20 F.2d 454 | 3rd Cir. | 1927
MARCUS et al.
v.
UNITED STATES.
Circuit Court of Appeals, Third Circuit.
*455 Lowrie C. Barton and Edward G. Coll, both of Pittsburgh, Pa., for plaintiffs in error.
John D. Meyer, U. S. Atty., and Raymond D. Evans, Asst. U. S. Atty., both of Pittsburgh, Pa.
Before BUFFINGTON, WOOLLEY, and DAVIS, Circuit Judges.
WOOLLEY, Circuit Judge.
The indictment, containing two counts, was found against eight persons. The first count charged Jacob Marcus and Benjamin Marcus with direct violation of section 29b of the Bankruptcy Act (Comp. St. § 9613) in fraudulently concealing from their trustee in bankruptcy property belonging to the bankrupt estate, and it charged six others under section 332 of the Criminal Code (Comp. St. § 10506) with aiding and abetting them. The second count, drawn under section 37 of the Criminal Code (Comp. St. § 10201), charged all the defendants named in the first count with conspiracy to violate the same section of the Bankruptcy Act. Jacob and Benjamin Marcus were convicted and sentenced on both counts; the others were either convicted and paroled or acquitted. Therefore this writ of error is directed to the judgment against Jacob and Benjamin and relates only to their conviction. We have carefully considered the highly confused testimony of this sharply contested case, and we shall, in this opinion, do nothing more than indicate its trend and state a few pertinent dates.
On May 7, 1924, an involuntary petition in bankruptcy was filed against Jacob and Benjamin Marcus, individually and as partners, and the Pennsylvania Trust Company of Pittsburgh was appointed receiver. On August 28, 1924, they were adjudged bankrupts and from the order of adjudication they appealed to this court, which affirmed the order of the District Court. On June 15, 1925, the Pennsylvania Trust Company of Pittsburgh was elected trustee, and on May 12, 1926, the indictment in question was found, alleging the offenses we have named, in that while employed by the receiver, during the period between May 7 and August 28, 1924, the Marcus brothers and their abettors, acting in concert, made false inventories of the stock and sent out merchandise in truck-loads to others than to customers (whether the merchandise was that which had come into the receiver's hands directly from the bankrupts or that which was purchased with proceeds of the sale of merchandise so originally received), without the knowledge of and without accounting to the receiver, and that in contemplation of the election of a trustee in bankruptcy, they thus concealed the merchandise so sent away, and after the trustee's election continued to conceal it.
The defendants, by the first assignment of error discussed in their brief, charge that their conviction under the first count was unlawful because barred by the statute of limitations. Section 29d of the Bankruptcy Act provides that,
"A person shall not be prosecuted for any offense arising under this act unless the indictment is found * * * within one year after the commission of the offense." Comp. St. § 9613.
When is the offense (section 29b) committed? We have answered that question on given facts in Glass v. United States, 231 F. 65. Paraphrasing the section, the offense has three elements (1) concealment by a person *456 "while a bankrupt" (2) "from his trustee" of (3) "property belonging to the bankrupt estate." Until the offender shall have become a bankrupt, he cannot, as such, commit the offense; and until his trustee shall have been elected that is, until he shall come into existence it is quite impossible to conceal property from him. Therefore, the offense is not committed in the sense of being completed until its three elements shall have been established. But the offense may be commenced before any one of them come into existence. In anticipation of bankruptcy and of the election of a trustee, a person may conceal his property; and after bankruptcy, that is, after the creation of a bankrupt estate and the election of a trustee, concealment thus begun may be continued. If the facts show continued concealment, that is the offense denounced by the statute and that is the time of its commission. In the instant case the concealment began between January 1 and August 9, 1924. During a part of that time there was no bankrupt estate and during the whole of it there was no trustee, and, in consequence, there could not be the statutory offense of concealment. On June 15, 1925 the trustee was elected; not until that date could the offense be completed and therefore committed. The indictment was found May 12, 1926. If the evidence sustains the finding that the defendants' early concealment of property continued after the trustee's election, as we think it does, the action was brought within the limitation of the statute and in that respect the conviction was lawful.

Stored entries:
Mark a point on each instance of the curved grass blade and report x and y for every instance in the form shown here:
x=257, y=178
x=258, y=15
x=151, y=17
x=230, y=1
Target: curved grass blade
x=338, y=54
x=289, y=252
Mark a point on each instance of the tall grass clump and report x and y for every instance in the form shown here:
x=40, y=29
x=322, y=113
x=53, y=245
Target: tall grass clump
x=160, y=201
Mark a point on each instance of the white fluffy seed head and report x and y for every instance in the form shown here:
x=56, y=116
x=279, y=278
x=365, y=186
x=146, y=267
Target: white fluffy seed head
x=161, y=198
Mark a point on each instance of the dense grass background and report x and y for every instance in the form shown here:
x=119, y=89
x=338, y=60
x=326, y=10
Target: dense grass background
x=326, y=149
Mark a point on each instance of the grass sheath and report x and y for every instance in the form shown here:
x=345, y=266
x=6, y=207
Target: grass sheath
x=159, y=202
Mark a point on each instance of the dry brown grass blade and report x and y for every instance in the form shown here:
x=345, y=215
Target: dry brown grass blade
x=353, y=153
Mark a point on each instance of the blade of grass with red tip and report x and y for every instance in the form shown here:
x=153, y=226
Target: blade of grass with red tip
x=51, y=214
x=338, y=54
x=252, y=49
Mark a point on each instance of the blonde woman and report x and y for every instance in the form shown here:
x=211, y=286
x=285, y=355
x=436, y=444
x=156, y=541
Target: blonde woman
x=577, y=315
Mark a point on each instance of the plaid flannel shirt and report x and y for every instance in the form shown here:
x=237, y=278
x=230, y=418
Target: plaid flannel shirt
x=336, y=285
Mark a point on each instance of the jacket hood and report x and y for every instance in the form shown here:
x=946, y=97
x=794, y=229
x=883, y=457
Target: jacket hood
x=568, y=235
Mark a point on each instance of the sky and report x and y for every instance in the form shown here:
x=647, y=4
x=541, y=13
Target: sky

▶ **LIST OF TASKS**:
1. In the Marcus v. United States opinion, on what date was the Pennsylvania Trust Company of Pittsburgh elected trustee?
2. Echo the Marcus v. United States opinion word for word, starting with "20 F.2d 454" and going on through "DAVIS, Circuit Judges.".
3. Write what comes next in the Marcus v. United States opinion, picking up after its final sentence.
The entries have no connection to the Marcus v. United States opinion.

▶ **EXERCISE RESPONSES**:
1. June 15, 1925.

2.
20 F.2d 454 | 3rd Cir. | 1927
MARCUS et al.
v.
UNITED STATES.
Circuit Court of Appeals, Third Circuit.
*455 Lowrie C. Barton and Edward G. Coll, both of Pittsburgh, Pa., for plaintiffs in error.
John D. Meyer, U. S. Atty., and Raymond D. Evans, Asst. U. S. Atty., both of Pittsburgh, Pa.
Before BUFFINGTON, WOOLLEY, and DAVIS, Circuit Judges.

3.
The defendants next contend that while their acts might be larceny or embezzlement, they did not constitute an offense against the bankruptcy law of the United States because the property which the indictment charged they concealed was in the hands of a receiver and therefore in the possession of the court. In legal contemplation the possession was that of the court but actually and physically the defendants gained possession of it, and as the evidence indicates, when so possessed, they sent it away secretively and thus concealed it. On this evidence the jury has resolved the issue against the defendants under appropriate instructions in the charge.
The defendants maintain that the first count is bad because of duplicity in that two different offenses are charged against different persons, contrary to section 1024 of the Revised Statutes (Comp. St. § 1690) and the law of United States v. McConnell (D. C.) 285 F. 164, 166. In the first count there was only one offense charged. That was the substantive offense of violating section 29b of the Bankruptcy Act. It was, however, charged against Jacob and Benjamin Marcus as principals and six others as abettors. But, immediately, section 332 of the Criminal Code transformed these abettors into principals and, as such, all stood together charged with the commission of one offense. The first count is not double.
The second count, the defendants urge, is bad and insufficient because it charges the persons charged in the first count as abettors with conspiracy, maintaining that, "as aiding and abetting is a conspiracy," the defendants are twice charged with the same conspiracy. But in this argument the defendants set up a faulty syllogism by forcing a major premise. Aiding and abetting is not necessarily conspiracy. As abettors they were charged by the first count with the commission of a substantive offense; by the second count they were charged with conspiracy to commit that offense. That conspiracy to commit a crime and the commission of the crime itself are separate and distinct offenses is too well settled to call for extended citation of authority. Goukler v. United States (C. C. A. 3d) 294 F. 274, 276.
Opposed to pleading the crime of conspiracy as at common law, a federal statute requires the averment of at least one overt act. That was done in the second count; in fact, five were averred. But in prosecutions for conspiracy the government is not limited in its proof of the crime to evidence of the overt acts pleaded. If one is pleaded the statute is satisfied; but it often happens that the crime cannot be proved by evidence of that one act. Proof of additional acts is permissible under the charging part of the count.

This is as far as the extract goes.